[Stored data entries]
____

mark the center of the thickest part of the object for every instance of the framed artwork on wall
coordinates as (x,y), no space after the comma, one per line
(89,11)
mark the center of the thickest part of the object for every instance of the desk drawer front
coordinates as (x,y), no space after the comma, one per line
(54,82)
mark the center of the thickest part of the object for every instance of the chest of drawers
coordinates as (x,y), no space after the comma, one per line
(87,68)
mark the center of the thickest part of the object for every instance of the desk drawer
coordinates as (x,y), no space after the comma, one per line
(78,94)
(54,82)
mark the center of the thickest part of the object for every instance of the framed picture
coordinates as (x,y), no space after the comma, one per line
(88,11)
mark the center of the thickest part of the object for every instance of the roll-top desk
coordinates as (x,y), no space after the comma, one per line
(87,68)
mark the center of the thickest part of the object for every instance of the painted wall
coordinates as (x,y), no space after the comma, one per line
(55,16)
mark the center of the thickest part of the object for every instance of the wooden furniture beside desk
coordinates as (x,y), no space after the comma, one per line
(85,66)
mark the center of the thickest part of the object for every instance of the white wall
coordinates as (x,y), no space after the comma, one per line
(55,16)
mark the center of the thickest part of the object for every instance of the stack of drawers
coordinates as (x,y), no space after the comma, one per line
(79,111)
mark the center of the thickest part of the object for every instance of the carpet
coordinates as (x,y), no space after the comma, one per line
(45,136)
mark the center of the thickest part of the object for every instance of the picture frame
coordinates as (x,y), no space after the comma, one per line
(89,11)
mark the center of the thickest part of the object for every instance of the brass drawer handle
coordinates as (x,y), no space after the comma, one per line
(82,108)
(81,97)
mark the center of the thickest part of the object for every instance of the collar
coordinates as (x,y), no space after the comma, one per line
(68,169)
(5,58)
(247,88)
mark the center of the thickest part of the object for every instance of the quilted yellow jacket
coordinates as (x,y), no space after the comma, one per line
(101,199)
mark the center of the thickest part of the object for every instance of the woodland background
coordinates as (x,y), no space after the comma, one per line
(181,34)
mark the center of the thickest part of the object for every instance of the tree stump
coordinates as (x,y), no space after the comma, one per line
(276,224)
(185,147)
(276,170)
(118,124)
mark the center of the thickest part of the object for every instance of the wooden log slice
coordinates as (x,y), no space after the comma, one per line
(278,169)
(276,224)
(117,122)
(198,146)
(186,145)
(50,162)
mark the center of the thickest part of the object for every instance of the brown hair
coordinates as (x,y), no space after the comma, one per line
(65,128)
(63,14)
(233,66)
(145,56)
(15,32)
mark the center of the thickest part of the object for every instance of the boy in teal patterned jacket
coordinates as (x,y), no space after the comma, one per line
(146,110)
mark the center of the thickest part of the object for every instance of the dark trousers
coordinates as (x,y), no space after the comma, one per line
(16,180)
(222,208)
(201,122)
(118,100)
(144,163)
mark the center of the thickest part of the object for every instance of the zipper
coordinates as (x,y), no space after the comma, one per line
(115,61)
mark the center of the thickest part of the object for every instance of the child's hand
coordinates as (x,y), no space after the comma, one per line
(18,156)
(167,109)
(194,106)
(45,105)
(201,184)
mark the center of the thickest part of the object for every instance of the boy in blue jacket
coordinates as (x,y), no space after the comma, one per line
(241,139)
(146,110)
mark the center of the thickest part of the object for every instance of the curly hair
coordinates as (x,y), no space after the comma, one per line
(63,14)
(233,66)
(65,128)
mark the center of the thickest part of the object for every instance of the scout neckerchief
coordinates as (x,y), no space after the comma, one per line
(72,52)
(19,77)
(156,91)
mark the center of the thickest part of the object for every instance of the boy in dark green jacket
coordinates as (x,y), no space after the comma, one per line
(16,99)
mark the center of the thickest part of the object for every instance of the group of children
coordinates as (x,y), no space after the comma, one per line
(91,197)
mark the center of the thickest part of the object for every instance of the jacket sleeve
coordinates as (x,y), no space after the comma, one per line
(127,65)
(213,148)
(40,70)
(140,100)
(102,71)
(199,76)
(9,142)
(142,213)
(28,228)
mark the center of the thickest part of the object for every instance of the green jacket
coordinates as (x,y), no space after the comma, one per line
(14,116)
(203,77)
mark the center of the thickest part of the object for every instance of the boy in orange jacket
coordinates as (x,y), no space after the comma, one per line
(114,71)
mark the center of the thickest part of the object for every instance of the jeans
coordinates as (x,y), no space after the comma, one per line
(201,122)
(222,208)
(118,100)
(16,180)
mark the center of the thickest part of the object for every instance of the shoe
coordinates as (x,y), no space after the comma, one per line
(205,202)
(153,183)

____

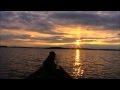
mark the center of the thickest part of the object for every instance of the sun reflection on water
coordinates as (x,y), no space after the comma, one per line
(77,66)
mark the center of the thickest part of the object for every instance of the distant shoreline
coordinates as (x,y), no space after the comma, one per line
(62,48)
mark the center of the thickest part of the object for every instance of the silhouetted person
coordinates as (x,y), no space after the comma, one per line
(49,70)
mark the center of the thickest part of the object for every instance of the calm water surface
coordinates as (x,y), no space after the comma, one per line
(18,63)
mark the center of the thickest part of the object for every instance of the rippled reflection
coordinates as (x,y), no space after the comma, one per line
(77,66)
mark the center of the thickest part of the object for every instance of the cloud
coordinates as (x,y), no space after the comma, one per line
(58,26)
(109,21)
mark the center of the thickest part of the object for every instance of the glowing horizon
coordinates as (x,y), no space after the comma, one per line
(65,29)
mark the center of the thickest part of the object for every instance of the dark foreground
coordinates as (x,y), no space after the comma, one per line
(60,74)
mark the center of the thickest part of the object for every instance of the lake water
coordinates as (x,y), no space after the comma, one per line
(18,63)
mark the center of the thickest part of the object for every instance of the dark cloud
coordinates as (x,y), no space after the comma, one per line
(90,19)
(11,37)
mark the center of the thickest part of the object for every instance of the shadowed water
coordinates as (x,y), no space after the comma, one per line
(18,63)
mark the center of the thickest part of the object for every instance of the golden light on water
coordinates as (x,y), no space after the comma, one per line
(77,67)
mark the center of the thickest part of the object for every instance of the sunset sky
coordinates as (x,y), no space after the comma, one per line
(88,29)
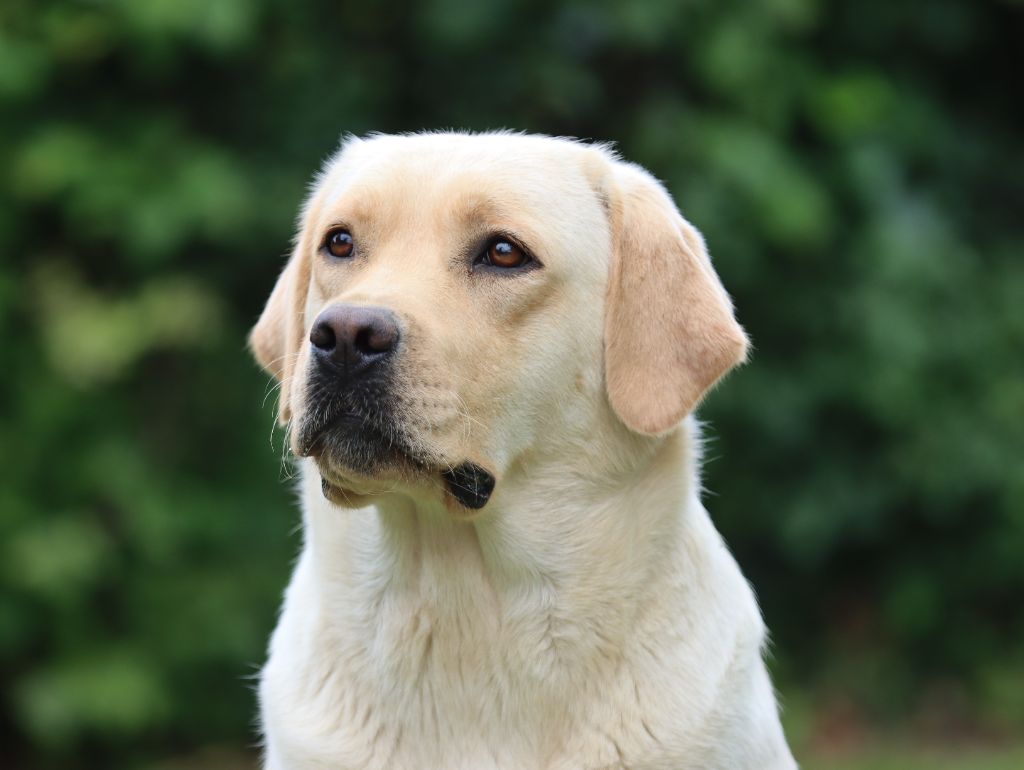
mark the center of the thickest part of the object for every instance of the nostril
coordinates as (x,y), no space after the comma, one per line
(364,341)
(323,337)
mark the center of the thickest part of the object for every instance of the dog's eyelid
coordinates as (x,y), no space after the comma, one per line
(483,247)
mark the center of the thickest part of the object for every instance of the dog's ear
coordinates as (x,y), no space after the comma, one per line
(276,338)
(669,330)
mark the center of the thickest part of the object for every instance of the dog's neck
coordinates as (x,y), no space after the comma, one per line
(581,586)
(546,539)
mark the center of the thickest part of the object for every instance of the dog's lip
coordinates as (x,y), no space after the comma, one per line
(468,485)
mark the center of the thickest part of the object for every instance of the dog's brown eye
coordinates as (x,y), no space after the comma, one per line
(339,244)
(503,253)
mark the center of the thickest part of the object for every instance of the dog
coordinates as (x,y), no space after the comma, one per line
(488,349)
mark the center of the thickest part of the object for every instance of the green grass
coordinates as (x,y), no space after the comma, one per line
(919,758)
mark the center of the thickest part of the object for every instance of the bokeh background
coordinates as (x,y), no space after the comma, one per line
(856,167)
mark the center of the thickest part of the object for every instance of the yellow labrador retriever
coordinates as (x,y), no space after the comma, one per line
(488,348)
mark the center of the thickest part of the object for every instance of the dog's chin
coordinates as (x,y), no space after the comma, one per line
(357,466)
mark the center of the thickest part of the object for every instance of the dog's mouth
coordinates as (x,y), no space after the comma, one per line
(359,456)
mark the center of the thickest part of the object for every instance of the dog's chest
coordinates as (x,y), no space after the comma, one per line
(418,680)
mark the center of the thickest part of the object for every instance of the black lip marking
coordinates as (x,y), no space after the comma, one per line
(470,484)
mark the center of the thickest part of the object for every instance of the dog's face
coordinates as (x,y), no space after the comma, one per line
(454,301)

____

**AIM:**
Return every line of the entries above that contains the word "yellow", treating uppercase and lowercase as different.

**EXERCISE ANSWER:**
mark the center of the thickest part of the object for every instance of the quilted yellow jacket
mark the center of the thickest part of the object for every instance of the yellow labrador retriever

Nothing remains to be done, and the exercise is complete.